───── Records for the task ─────
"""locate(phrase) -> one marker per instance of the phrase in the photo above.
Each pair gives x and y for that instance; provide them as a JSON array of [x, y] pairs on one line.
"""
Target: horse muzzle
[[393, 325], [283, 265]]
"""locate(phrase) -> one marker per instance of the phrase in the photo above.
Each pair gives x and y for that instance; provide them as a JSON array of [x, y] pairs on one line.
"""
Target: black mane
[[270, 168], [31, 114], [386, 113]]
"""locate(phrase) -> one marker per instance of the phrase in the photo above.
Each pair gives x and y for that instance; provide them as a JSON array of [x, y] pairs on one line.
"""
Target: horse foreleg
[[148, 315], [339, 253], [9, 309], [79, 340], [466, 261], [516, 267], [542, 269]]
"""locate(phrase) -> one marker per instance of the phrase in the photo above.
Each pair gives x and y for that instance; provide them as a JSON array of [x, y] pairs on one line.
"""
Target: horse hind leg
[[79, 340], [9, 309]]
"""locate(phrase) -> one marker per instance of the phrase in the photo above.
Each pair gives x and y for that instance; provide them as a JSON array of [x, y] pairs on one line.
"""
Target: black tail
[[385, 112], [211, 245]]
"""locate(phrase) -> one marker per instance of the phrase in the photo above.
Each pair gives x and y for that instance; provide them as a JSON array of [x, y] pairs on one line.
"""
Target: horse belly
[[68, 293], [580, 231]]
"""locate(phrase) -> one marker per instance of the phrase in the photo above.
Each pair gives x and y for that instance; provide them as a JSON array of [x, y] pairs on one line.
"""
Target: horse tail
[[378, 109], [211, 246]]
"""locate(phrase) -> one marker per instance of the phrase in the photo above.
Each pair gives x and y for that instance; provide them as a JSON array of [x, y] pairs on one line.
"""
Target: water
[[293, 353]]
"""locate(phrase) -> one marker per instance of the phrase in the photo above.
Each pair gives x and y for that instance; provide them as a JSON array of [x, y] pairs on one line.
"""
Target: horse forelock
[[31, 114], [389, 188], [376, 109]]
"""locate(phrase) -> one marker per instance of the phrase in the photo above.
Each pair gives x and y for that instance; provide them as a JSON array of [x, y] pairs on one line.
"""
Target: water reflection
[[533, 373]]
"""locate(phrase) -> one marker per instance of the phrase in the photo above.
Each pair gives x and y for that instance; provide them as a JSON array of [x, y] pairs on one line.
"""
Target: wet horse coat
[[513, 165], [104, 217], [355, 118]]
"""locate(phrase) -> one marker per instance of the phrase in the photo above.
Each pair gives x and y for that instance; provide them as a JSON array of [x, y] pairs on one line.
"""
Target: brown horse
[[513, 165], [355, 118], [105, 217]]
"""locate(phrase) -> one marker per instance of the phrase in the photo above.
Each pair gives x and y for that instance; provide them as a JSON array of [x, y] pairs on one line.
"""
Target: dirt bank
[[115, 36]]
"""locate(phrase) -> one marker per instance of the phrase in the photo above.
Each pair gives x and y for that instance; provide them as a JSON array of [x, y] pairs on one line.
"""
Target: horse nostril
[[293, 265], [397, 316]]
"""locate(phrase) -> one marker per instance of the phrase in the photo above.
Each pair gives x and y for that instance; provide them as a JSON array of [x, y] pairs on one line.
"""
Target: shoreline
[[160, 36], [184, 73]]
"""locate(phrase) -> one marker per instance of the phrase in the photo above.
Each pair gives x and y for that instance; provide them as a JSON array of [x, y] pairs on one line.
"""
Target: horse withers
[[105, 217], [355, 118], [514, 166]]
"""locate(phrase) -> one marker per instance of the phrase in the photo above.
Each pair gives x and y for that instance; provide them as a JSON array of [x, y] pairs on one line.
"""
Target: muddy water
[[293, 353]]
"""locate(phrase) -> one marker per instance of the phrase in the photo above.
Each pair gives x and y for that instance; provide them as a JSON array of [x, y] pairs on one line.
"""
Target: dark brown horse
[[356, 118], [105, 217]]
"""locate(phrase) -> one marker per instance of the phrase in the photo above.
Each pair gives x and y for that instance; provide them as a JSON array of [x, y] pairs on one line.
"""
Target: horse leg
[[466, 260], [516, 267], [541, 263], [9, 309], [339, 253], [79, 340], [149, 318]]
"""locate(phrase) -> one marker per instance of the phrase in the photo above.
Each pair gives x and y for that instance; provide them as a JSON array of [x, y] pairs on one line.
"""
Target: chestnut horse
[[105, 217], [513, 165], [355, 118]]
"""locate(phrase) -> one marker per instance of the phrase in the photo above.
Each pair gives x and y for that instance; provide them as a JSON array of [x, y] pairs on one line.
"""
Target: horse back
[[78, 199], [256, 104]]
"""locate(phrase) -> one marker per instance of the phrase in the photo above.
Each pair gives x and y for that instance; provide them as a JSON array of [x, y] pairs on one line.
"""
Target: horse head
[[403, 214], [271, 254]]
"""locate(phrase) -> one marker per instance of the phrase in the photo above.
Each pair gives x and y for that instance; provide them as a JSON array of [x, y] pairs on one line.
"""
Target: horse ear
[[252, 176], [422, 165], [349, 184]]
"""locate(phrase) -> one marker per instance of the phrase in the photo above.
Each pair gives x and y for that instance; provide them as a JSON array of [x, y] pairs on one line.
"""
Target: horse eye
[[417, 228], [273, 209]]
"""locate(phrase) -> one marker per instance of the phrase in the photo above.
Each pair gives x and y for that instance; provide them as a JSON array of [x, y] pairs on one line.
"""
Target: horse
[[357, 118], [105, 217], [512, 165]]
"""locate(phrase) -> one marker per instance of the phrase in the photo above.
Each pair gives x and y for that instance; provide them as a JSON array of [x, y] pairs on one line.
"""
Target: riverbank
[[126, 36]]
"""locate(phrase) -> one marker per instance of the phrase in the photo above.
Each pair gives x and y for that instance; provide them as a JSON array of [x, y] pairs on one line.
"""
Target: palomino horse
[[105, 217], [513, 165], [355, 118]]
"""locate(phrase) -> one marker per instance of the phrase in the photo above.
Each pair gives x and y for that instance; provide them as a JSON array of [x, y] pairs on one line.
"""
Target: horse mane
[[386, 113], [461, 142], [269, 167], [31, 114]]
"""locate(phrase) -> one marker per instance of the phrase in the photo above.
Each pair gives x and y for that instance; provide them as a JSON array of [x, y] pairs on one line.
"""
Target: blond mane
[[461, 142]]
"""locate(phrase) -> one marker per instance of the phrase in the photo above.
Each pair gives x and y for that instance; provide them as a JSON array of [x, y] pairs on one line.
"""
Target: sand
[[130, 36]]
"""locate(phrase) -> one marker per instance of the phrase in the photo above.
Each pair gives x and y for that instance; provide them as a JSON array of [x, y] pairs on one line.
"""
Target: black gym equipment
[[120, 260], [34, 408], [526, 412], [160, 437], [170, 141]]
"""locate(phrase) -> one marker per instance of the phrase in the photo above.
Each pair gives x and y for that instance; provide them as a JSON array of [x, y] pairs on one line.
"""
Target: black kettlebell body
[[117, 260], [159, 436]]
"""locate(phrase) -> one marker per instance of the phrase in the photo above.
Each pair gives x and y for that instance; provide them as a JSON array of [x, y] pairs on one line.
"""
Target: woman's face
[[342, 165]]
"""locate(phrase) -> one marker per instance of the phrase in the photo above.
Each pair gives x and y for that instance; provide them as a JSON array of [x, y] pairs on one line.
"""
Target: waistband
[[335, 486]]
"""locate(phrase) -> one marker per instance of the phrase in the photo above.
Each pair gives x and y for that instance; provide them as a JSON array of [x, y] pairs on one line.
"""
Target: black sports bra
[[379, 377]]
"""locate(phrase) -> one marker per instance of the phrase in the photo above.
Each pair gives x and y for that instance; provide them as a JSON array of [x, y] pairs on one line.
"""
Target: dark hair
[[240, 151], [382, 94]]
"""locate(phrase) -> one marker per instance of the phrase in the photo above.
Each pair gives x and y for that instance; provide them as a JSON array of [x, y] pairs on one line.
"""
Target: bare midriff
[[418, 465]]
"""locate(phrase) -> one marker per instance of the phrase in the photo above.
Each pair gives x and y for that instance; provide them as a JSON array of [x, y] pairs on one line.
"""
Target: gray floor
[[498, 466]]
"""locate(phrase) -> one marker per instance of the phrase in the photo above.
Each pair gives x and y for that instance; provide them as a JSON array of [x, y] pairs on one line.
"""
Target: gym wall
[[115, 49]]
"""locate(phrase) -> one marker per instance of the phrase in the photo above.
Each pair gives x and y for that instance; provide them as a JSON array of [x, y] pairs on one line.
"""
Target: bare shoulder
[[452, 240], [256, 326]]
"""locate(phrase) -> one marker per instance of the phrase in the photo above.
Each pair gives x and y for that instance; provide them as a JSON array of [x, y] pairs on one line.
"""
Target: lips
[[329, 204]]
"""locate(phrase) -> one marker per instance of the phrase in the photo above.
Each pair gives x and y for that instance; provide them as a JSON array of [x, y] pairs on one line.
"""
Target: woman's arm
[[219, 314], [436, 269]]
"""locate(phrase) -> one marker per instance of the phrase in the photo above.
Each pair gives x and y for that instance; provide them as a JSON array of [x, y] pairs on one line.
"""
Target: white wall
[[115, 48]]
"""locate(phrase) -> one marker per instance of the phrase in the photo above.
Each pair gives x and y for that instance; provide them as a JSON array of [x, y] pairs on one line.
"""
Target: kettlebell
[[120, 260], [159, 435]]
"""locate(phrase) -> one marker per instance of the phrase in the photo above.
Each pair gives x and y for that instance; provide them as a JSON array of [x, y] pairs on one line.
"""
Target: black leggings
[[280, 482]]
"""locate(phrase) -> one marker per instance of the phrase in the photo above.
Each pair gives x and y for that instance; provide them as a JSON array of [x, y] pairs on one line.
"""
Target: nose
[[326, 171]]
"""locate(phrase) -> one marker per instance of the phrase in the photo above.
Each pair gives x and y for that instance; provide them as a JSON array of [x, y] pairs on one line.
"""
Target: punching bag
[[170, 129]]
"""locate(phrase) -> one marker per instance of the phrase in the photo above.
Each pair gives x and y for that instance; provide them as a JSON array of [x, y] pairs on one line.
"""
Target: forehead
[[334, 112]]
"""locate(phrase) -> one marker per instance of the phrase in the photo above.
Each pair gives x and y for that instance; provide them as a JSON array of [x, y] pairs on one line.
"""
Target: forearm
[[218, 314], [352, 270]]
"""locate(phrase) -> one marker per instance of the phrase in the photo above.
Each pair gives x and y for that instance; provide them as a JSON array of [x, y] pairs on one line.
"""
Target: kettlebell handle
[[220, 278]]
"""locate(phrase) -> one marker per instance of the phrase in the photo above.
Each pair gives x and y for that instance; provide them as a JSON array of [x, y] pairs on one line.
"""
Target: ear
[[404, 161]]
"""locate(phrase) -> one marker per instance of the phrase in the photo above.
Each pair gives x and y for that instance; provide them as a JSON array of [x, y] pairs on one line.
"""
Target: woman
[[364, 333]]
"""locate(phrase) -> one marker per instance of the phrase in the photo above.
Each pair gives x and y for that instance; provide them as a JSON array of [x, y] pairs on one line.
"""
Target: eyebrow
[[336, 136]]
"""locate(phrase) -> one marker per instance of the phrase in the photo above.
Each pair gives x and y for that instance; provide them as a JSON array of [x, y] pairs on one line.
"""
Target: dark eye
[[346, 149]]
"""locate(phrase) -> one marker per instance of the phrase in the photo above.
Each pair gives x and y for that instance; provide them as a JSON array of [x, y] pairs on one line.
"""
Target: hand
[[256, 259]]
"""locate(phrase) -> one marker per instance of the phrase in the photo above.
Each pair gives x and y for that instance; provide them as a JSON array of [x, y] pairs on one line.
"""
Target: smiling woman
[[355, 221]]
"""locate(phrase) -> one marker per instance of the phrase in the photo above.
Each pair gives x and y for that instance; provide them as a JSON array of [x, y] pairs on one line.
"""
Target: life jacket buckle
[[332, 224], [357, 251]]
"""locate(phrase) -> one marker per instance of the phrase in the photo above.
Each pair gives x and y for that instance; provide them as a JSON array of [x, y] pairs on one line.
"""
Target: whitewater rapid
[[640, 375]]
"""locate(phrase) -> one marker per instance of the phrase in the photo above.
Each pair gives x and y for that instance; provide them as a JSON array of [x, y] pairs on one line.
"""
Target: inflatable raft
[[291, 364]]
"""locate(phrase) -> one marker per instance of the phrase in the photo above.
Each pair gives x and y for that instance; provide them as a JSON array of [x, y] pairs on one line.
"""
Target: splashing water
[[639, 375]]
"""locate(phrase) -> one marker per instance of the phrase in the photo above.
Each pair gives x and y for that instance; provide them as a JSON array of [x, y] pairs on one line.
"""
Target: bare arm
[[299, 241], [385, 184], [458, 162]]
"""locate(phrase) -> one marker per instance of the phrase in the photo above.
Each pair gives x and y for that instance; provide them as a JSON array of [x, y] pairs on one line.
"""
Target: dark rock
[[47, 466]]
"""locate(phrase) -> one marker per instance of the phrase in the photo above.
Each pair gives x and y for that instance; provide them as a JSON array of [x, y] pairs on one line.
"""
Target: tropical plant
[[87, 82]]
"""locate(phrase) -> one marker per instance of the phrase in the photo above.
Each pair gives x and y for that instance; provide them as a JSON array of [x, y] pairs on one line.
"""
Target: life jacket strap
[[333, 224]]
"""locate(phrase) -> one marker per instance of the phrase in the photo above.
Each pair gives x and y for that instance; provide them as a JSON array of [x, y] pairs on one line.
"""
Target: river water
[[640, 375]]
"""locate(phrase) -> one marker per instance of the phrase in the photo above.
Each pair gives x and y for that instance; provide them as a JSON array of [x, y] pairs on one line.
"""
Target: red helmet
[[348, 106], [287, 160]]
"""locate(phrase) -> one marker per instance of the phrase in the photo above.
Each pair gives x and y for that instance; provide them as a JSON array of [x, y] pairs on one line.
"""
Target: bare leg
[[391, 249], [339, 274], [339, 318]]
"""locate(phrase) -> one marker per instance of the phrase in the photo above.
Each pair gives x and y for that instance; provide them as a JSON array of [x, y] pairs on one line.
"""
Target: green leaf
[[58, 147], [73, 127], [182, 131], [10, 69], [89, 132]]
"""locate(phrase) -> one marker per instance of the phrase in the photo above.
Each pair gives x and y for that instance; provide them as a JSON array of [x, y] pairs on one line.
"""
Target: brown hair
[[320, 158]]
─────
▸ What the task asks
Reproduce the listing above from its first line through the line containing "[[270, 168], [31, 114], [386, 113]]", both ends included, replacing "marker" with "point" and leaving everything else unchanged. Output only those lines.

▸ Result
"""locate(phrase) -> one point per instance of the phrase in the photo above.
Each pair gives x and y for that instance; provide them as a JSON array of [x, y] pairs on one line.
"""
Target: horse muzzle
[[393, 325], [283, 265]]
"""locate(phrase) -> one point per instance of the phrase in the photo above.
Each pair gives x and y for that instance; provide them as a JSON array of [x, y] pairs on one line.
"""
Target: black mane
[[270, 168], [31, 114], [386, 113]]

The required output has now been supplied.